Input rows →
— START —
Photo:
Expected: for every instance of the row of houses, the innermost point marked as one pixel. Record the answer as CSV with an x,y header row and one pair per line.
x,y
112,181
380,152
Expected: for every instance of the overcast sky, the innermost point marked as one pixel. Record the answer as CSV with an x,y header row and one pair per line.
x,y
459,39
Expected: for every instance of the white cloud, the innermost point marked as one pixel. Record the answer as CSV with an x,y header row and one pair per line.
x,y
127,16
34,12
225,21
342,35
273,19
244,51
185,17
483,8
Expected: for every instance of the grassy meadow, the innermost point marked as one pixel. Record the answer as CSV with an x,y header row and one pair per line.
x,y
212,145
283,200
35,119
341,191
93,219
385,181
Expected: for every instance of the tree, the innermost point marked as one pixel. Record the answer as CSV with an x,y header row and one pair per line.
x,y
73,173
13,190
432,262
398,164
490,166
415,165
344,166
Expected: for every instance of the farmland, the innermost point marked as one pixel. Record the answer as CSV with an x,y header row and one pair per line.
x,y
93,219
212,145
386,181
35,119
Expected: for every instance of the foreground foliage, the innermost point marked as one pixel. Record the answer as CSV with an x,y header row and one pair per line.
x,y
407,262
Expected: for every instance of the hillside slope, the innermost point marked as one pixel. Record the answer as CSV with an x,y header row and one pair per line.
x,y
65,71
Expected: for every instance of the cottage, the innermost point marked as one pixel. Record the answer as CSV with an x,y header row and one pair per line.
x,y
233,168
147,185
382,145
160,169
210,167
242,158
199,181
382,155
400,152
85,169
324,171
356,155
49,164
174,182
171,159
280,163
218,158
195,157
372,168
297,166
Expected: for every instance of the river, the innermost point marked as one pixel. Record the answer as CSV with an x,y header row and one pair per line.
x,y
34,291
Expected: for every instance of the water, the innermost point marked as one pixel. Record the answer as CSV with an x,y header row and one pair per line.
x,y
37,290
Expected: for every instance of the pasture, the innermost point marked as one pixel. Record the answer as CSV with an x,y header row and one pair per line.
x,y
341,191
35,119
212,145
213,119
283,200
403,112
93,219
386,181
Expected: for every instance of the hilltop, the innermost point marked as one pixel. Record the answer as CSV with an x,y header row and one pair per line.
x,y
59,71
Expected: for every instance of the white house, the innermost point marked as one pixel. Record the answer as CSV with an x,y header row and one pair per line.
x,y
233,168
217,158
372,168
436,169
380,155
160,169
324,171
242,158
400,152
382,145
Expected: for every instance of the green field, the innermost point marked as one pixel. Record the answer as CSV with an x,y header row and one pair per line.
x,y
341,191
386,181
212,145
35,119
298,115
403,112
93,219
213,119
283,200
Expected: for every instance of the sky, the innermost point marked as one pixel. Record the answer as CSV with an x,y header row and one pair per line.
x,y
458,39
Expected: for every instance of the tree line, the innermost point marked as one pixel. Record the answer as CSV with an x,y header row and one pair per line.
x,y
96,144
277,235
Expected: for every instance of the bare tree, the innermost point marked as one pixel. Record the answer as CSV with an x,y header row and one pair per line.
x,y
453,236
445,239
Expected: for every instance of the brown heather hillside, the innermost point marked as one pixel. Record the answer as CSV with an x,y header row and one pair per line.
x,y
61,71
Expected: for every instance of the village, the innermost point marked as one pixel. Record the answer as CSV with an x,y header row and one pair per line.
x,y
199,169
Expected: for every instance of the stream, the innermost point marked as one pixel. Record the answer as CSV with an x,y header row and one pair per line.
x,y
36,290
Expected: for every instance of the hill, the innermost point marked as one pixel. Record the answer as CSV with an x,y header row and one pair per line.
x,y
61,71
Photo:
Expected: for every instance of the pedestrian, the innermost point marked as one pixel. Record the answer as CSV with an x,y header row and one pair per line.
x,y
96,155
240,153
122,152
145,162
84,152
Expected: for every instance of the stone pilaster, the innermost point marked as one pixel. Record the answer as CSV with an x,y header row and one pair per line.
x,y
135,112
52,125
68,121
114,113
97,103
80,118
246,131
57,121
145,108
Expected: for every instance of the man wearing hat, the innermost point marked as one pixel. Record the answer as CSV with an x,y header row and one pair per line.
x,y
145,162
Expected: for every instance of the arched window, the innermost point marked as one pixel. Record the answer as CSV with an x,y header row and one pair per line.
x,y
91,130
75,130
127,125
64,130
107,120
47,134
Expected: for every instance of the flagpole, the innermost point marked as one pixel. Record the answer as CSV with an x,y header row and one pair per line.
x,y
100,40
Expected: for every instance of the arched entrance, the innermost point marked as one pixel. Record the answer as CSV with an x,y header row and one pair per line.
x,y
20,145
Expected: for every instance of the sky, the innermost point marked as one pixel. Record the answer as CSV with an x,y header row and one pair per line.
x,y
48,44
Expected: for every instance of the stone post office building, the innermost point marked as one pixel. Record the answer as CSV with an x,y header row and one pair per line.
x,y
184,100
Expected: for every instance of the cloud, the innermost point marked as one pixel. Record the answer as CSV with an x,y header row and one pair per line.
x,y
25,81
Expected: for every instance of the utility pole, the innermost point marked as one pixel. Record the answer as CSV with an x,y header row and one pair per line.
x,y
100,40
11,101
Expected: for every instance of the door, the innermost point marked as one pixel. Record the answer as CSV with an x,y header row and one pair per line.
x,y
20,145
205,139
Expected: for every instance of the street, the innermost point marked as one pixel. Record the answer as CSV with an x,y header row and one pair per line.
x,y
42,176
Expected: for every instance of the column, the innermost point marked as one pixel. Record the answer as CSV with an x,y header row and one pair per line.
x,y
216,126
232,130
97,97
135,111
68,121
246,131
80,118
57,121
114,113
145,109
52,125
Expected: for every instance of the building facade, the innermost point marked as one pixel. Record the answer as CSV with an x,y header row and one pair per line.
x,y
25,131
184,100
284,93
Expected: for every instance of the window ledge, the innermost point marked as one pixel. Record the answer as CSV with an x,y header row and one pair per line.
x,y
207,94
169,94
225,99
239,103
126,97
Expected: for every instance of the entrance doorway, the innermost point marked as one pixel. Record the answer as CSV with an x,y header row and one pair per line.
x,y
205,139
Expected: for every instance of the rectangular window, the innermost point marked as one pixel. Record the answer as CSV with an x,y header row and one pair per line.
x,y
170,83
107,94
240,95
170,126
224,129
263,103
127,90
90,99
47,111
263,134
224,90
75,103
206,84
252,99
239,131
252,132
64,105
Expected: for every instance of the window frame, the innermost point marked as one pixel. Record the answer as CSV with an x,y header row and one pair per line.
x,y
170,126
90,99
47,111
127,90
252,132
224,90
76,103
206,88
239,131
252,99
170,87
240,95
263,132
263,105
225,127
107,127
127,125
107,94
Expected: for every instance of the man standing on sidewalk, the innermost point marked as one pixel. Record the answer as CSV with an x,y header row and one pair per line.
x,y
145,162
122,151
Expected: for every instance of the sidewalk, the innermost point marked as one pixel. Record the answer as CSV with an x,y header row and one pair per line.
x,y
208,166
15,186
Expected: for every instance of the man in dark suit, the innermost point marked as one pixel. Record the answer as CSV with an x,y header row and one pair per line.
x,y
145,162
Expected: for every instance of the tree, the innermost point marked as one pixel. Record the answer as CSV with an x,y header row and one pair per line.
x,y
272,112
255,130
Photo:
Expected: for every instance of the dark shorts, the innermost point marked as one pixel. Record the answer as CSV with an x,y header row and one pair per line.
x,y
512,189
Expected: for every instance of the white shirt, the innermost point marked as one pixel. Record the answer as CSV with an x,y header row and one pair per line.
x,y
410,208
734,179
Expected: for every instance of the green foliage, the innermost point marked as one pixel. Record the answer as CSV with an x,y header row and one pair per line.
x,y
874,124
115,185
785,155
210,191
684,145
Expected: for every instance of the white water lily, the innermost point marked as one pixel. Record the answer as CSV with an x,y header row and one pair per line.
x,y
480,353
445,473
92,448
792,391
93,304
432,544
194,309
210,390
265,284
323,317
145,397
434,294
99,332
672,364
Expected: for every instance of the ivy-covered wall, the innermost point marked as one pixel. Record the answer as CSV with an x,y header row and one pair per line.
— END —
Task brief →
Give back exactly the lines beginning at the one with "Expected: for every instance of the green foliage, the" and ending at the final line of the material; both boundary lines belong in it.

Task response →
Expected: for every instance of the green foliage, the innermost point marked as one pixel. Record the answer as CSV with an x,y header row and one pair per line.
x,y
874,124
115,185
785,155
210,191
684,145
Expected: for every instance of the white water lily, the innermost point marked as one pixel. Record the answer as CSV with an x,y header row and one pair per line.
x,y
480,353
445,473
92,448
792,391
93,304
432,544
194,309
210,390
265,284
323,317
145,397
434,294
99,332
672,364
Expected: for every instance of the ivy-covered wall, the innermost point marked as one pixel. Record the answer as CSV with an x,y header row and one pair per line.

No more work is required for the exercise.